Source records
|---|

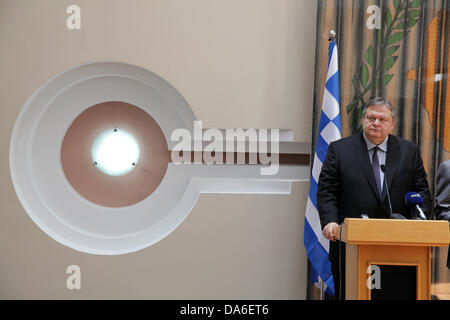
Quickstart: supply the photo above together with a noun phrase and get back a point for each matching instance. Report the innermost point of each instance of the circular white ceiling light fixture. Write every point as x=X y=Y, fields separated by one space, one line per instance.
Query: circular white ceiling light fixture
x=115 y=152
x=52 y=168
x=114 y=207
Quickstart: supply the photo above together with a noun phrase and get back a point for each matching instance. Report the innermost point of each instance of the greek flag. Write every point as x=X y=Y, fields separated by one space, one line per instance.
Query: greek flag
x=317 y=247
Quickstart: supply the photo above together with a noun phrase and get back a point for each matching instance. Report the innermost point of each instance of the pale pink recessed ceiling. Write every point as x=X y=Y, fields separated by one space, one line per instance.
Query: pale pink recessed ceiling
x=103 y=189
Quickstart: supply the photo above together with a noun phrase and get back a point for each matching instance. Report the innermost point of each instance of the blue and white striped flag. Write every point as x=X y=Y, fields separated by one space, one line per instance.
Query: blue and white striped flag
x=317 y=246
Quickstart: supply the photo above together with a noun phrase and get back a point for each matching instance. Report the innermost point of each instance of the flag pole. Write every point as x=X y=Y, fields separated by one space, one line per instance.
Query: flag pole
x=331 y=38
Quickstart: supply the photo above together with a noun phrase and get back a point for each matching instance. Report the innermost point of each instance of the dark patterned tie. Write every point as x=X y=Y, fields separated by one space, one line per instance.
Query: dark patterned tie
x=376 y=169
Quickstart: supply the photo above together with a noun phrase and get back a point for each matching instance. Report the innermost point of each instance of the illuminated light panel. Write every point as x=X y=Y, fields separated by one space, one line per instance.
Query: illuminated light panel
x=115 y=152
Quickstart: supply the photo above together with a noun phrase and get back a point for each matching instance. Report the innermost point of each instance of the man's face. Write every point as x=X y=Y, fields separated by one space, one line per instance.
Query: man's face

|---|

Exercise directions: Please retype, without any change, the line containing "Query: flag pole" and every line after it to the end of the entries above, and only those.

Your solution:
Query: flag pole
x=331 y=38
Quickstart: supply the photo above together with a noun phrase and get back a point for each matching instance. Report the innermost point of each instance of the dark patterned tie. Write every point as x=X y=Y, fields separated by one space, one line per instance.
Query: dark patterned tie
x=376 y=169
Quickstart: supply the photo above together with a noun phrase and get back a point for each matching instance. Report the innermost point of each instance of the illuminated light panel. Write every point as x=X y=Y, fields separated by one space, one line per instance.
Query: illuminated light panel
x=115 y=152
Quickstart: supply the photo above together with a noun phrase and get back a point for each matching instance. Report the innermost point of each instance of the man's face. Write every point as x=X y=Y, fields separated by one space, one line per instance.
Query: man's face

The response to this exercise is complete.